▶ **EXERCISE BRIEF**
Images do not belong in the copy. Retype all the entries below exactly.

# Start of DATA TO USE

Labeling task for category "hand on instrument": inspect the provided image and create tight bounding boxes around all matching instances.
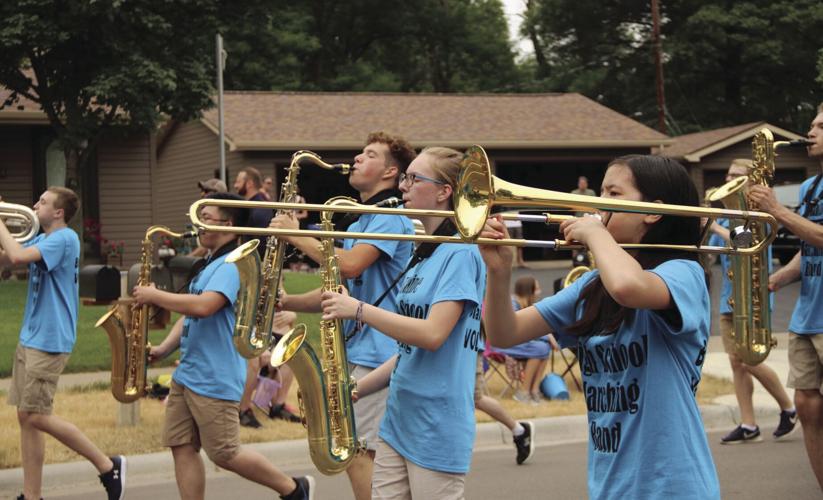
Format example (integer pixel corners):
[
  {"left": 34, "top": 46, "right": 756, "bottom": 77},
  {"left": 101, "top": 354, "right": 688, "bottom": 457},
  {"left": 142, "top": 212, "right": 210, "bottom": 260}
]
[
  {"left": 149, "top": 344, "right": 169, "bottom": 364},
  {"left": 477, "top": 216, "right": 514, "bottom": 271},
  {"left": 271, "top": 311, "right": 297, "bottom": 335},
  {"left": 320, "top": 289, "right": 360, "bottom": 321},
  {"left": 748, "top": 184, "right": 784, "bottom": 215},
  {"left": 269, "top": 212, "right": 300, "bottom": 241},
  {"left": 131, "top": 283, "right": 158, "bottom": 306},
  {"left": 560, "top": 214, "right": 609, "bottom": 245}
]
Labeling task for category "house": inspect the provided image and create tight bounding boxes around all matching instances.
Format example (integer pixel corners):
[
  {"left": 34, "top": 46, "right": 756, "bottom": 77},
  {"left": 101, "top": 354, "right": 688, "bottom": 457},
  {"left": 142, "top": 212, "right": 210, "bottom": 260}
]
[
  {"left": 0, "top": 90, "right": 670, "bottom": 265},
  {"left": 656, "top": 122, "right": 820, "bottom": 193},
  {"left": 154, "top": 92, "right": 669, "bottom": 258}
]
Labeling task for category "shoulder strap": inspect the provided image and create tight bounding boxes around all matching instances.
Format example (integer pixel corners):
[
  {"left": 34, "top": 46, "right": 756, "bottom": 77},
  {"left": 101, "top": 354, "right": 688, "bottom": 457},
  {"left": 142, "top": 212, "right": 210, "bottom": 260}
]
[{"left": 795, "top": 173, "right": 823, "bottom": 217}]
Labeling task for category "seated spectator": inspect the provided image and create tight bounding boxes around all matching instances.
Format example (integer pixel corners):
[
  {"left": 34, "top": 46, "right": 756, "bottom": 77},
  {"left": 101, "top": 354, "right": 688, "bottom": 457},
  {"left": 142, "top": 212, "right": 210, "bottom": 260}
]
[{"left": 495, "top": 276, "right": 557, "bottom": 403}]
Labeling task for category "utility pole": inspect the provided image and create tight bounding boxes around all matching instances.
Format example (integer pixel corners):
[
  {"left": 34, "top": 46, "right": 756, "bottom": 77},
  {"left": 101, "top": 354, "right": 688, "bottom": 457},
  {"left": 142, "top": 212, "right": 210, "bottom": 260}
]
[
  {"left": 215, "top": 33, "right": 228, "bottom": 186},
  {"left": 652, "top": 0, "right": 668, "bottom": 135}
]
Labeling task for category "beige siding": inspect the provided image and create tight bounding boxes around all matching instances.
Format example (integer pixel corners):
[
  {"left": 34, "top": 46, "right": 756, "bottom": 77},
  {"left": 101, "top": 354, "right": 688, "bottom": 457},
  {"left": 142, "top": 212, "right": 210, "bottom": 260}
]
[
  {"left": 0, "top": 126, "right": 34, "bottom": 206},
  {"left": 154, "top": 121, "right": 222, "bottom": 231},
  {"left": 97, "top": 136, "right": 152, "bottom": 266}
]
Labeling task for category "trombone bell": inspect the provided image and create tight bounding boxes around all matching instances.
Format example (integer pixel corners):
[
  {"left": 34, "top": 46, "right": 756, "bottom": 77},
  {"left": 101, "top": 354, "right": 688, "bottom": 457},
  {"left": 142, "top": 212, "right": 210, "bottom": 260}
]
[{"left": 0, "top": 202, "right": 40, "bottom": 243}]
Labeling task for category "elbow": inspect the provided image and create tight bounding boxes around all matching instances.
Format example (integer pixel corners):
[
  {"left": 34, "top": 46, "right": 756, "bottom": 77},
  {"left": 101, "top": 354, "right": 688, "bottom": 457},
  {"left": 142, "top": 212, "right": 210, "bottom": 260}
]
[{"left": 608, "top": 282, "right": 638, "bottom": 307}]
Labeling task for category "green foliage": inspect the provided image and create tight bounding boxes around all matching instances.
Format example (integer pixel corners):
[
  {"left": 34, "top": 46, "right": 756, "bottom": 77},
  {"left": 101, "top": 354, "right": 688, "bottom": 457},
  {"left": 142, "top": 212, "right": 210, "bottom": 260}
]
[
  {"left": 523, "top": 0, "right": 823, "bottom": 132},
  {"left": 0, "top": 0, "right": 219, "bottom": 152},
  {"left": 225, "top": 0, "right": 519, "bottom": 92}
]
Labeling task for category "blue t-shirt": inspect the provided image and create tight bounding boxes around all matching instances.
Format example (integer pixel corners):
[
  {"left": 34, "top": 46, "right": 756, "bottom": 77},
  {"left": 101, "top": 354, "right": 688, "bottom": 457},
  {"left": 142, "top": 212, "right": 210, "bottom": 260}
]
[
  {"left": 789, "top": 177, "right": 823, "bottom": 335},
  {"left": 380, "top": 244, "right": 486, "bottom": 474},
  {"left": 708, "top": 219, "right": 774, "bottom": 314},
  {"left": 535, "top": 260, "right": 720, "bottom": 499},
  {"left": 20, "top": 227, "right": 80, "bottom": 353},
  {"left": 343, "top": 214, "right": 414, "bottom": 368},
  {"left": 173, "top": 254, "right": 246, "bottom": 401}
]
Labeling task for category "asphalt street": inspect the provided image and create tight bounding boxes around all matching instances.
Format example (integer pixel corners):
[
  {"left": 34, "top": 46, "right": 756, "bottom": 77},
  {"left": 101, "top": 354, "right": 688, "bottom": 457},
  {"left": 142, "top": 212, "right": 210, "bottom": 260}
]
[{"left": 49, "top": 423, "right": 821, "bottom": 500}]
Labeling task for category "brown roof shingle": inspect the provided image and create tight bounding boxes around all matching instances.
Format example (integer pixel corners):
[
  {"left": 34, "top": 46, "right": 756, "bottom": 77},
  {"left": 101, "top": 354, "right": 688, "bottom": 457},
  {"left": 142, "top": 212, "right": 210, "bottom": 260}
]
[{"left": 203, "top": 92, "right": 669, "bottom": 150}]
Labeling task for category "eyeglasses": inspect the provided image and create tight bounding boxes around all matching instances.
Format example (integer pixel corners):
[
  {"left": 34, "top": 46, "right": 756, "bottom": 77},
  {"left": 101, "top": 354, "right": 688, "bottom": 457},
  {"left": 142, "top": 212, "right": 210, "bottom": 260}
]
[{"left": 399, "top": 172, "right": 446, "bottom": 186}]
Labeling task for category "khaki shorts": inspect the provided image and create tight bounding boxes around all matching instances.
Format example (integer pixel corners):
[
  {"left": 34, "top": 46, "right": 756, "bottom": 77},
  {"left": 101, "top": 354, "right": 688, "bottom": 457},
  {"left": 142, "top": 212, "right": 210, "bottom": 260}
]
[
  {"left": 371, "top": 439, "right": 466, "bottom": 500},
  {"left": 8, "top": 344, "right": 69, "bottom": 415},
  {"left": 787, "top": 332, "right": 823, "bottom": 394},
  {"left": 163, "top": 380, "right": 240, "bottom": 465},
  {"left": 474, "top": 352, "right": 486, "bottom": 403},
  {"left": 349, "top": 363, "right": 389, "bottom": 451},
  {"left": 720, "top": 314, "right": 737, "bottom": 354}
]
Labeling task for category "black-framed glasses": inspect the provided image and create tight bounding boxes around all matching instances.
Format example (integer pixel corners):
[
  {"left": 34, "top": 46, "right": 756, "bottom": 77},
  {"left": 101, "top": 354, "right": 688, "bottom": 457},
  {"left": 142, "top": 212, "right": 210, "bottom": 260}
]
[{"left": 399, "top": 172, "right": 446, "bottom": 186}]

# End of DATA TO USE

▶ **WRITTEN RESPONSE**
Labeling task for category "hand on instrument": inspect the provided image and create tight bounding boxes around all matching instances.
Format example (integer pixel corners):
[
  {"left": 34, "top": 46, "right": 756, "bottom": 77},
  {"left": 101, "top": 354, "right": 688, "bottom": 457},
  {"left": 142, "top": 212, "right": 210, "bottom": 260}
]
[
  {"left": 149, "top": 344, "right": 169, "bottom": 364},
  {"left": 477, "top": 216, "right": 514, "bottom": 271},
  {"left": 271, "top": 311, "right": 297, "bottom": 335},
  {"left": 320, "top": 289, "right": 360, "bottom": 321},
  {"left": 748, "top": 184, "right": 784, "bottom": 215},
  {"left": 269, "top": 212, "right": 300, "bottom": 241},
  {"left": 131, "top": 283, "right": 158, "bottom": 306},
  {"left": 560, "top": 214, "right": 609, "bottom": 245}
]
Labeling task for category "house": inspect the provided image and create tight bounding boxes around all matching instances.
Format example (integer pixel corners):
[
  {"left": 34, "top": 46, "right": 756, "bottom": 77},
  {"left": 101, "top": 354, "right": 688, "bottom": 457},
  {"left": 142, "top": 212, "right": 210, "bottom": 260}
]
[
  {"left": 0, "top": 90, "right": 670, "bottom": 265},
  {"left": 656, "top": 122, "right": 820, "bottom": 193},
  {"left": 154, "top": 92, "right": 669, "bottom": 258}
]
Labeling task for category "shoulder strap": inspect the provided image and create tight bounding boxes around all matching instances.
Format example (integer pixel corners):
[
  {"left": 34, "top": 46, "right": 756, "bottom": 77},
  {"left": 101, "top": 354, "right": 688, "bottom": 457},
  {"left": 142, "top": 212, "right": 210, "bottom": 260}
]
[{"left": 795, "top": 173, "right": 823, "bottom": 217}]
Labeling task for category "seated spectator": inspect the provided image and create tight bounding boxes around all matching instances.
Format example (integer pixel corners):
[
  {"left": 34, "top": 46, "right": 756, "bottom": 77},
  {"left": 101, "top": 354, "right": 688, "bottom": 457},
  {"left": 142, "top": 212, "right": 210, "bottom": 260}
]
[{"left": 495, "top": 276, "right": 557, "bottom": 403}]
Labeling task for category "utility pole": inspect the provided image and create tight bounding boxes around all matching instances.
Format example (integer pixel corners):
[
  {"left": 34, "top": 46, "right": 756, "bottom": 77},
  {"left": 101, "top": 354, "right": 688, "bottom": 457},
  {"left": 142, "top": 212, "right": 210, "bottom": 260}
]
[
  {"left": 215, "top": 33, "right": 228, "bottom": 186},
  {"left": 652, "top": 0, "right": 668, "bottom": 135}
]
Labeling task for category "beige siding": inspect the provided image and create tight bounding boxes around all matching instances.
Format example (integer pixel corners):
[
  {"left": 34, "top": 46, "right": 756, "bottom": 77},
  {"left": 101, "top": 354, "right": 688, "bottom": 457},
  {"left": 142, "top": 212, "right": 210, "bottom": 260}
]
[
  {"left": 0, "top": 126, "right": 34, "bottom": 206},
  {"left": 154, "top": 121, "right": 222, "bottom": 231},
  {"left": 97, "top": 136, "right": 152, "bottom": 266}
]
Labeling task for category "trombone bell": inspect the provided image and create tight bounding boxes around all matching instances.
Format example (integer pixel corners):
[
  {"left": 34, "top": 46, "right": 756, "bottom": 77},
  {"left": 101, "top": 354, "right": 688, "bottom": 457},
  {"left": 142, "top": 212, "right": 210, "bottom": 260}
]
[{"left": 0, "top": 202, "right": 40, "bottom": 243}]
Labeling task for category "elbow": inspect the provided image and create tight bounding boxes around all matching instances.
Format example (integer pixel corners):
[
  {"left": 34, "top": 46, "right": 756, "bottom": 77},
  {"left": 101, "top": 354, "right": 688, "bottom": 457},
  {"left": 142, "top": 212, "right": 210, "bottom": 260}
]
[{"left": 608, "top": 282, "right": 638, "bottom": 307}]
Labeling task for category "green foliage": inspect the provided image and create tight bounding boxes around all matching instances.
Format example (integer pixel corners):
[
  {"left": 34, "top": 46, "right": 756, "bottom": 77},
  {"left": 101, "top": 354, "right": 688, "bottom": 457},
  {"left": 142, "top": 212, "right": 210, "bottom": 260}
]
[
  {"left": 523, "top": 0, "right": 823, "bottom": 132},
  {"left": 0, "top": 0, "right": 219, "bottom": 152},
  {"left": 225, "top": 0, "right": 519, "bottom": 92}
]
Labeling task for category "blue t-shirt": inspect the provided image and create tight bounding boxes around all matching instances.
Format example (integer pixel corners):
[
  {"left": 34, "top": 46, "right": 756, "bottom": 77},
  {"left": 101, "top": 354, "right": 688, "bottom": 457},
  {"left": 142, "top": 212, "right": 210, "bottom": 260}
]
[
  {"left": 789, "top": 177, "right": 823, "bottom": 335},
  {"left": 380, "top": 244, "right": 486, "bottom": 474},
  {"left": 708, "top": 219, "right": 774, "bottom": 314},
  {"left": 535, "top": 260, "right": 720, "bottom": 499},
  {"left": 20, "top": 227, "right": 80, "bottom": 353},
  {"left": 343, "top": 214, "right": 414, "bottom": 368},
  {"left": 173, "top": 254, "right": 246, "bottom": 401}
]
Labeling task for category "asphalt street": inspect the provided image and create tight bounding boxes around all matching instances.
Format example (integer pixel corners):
[
  {"left": 34, "top": 46, "right": 756, "bottom": 77},
  {"left": 101, "top": 354, "right": 688, "bottom": 457},
  {"left": 142, "top": 212, "right": 210, "bottom": 260}
]
[{"left": 49, "top": 423, "right": 821, "bottom": 500}]
Labeling task for category "brown roof shingle": inspect the provided image and create tight bounding boxes around all matching instances.
Format example (integer pixel corners):
[
  {"left": 34, "top": 46, "right": 756, "bottom": 77},
  {"left": 101, "top": 354, "right": 688, "bottom": 457},
  {"left": 142, "top": 212, "right": 210, "bottom": 260}
]
[{"left": 203, "top": 92, "right": 669, "bottom": 150}]
Labeling task for category "eyeglasses": inspect the provided image and create tight bounding boxes around all matching instances.
Format example (integer pixel corners):
[
  {"left": 34, "top": 46, "right": 756, "bottom": 77},
  {"left": 101, "top": 354, "right": 688, "bottom": 457},
  {"left": 142, "top": 212, "right": 210, "bottom": 260}
]
[{"left": 399, "top": 172, "right": 446, "bottom": 186}]
Labeling task for category "khaki shorts": inspect the provided image and create tight bounding boxes around all matching instances.
Format example (integer pixel corners):
[
  {"left": 34, "top": 46, "right": 756, "bottom": 77},
  {"left": 101, "top": 354, "right": 688, "bottom": 457},
  {"left": 142, "top": 212, "right": 210, "bottom": 260}
]
[
  {"left": 371, "top": 439, "right": 466, "bottom": 500},
  {"left": 8, "top": 344, "right": 69, "bottom": 415},
  {"left": 787, "top": 332, "right": 823, "bottom": 394},
  {"left": 163, "top": 380, "right": 240, "bottom": 465},
  {"left": 474, "top": 352, "right": 486, "bottom": 403},
  {"left": 349, "top": 363, "right": 389, "bottom": 451},
  {"left": 720, "top": 314, "right": 737, "bottom": 354}
]
Labeling task for category "black-framed glasses": inspect the provided image and create tight bounding boxes around all matching instances.
Format example (integer pixel corners):
[
  {"left": 34, "top": 46, "right": 756, "bottom": 77},
  {"left": 101, "top": 354, "right": 688, "bottom": 457},
  {"left": 142, "top": 212, "right": 210, "bottom": 260}
]
[{"left": 399, "top": 172, "right": 446, "bottom": 186}]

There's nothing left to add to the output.